— Start PROVIDED TEXT —

Have a Greg Hooven story to share? Email it to email@example.com . Thank you.
I have one...
I met Greg Hooven down near the stalls at Galax, probably circa 1989 or so. He didn't have his fiddle in his hand; rather, he had just finished laying out several large, dried tobacco leaves on the hood of a land yacht-style Buick and was displaying his wares to a potential customer. Having grown up in the suburbs of Roanoke County, I knew what it was but had never seen anyone roll up an entire leaf and fire it up. As he took a big pull off the cigarette he'd fashioned, passing it to his new friend, I heard him haggling and singing the praises of the barn from which this batch came. The customer bought all the leaves and went on his way. I guess I was standing there like a deer in the headlights, because Greg came right over and introduced himself to me. Once I told him my name and we exchanged names of mutual acquaintances, he asked if I played. I'd just discovered Old Time music after having come from the 'dark side' of Bluegrass, so I had no idea who this guy was or what talent he possessed. Later in the day I found him in a jam with Nancy Sluys on banjo, Bill Sluys on bass and Rick Davidson on guitar. I'd never heard anything like this music; it moved me in a way I couldn't even name, and I was instantly in love with it. Although I was not schooled in the OT guitar techniques or the music's history, Greg took the time to invite me to walk about with him that festival and play with people I now consider contemporary masters of the genre. Greg was generous with his talent, and if he thought you 'got it', his generosity and willingness to help you grow musically was never ending.

— End PROVIDED TEXT —

■ EXERCISE ■
In the Greg Hooven story, who played banjo in the jam where the writer found Greg later in the day? The lines that come next have no connection to the Greg Hooven story.

— Start SOURCE EXCERPT —

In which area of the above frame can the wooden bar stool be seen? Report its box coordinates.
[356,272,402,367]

— End SOURCE EXCERPT —

■ SOLUTION TO THE PROBLEM ■
Nancy Sluys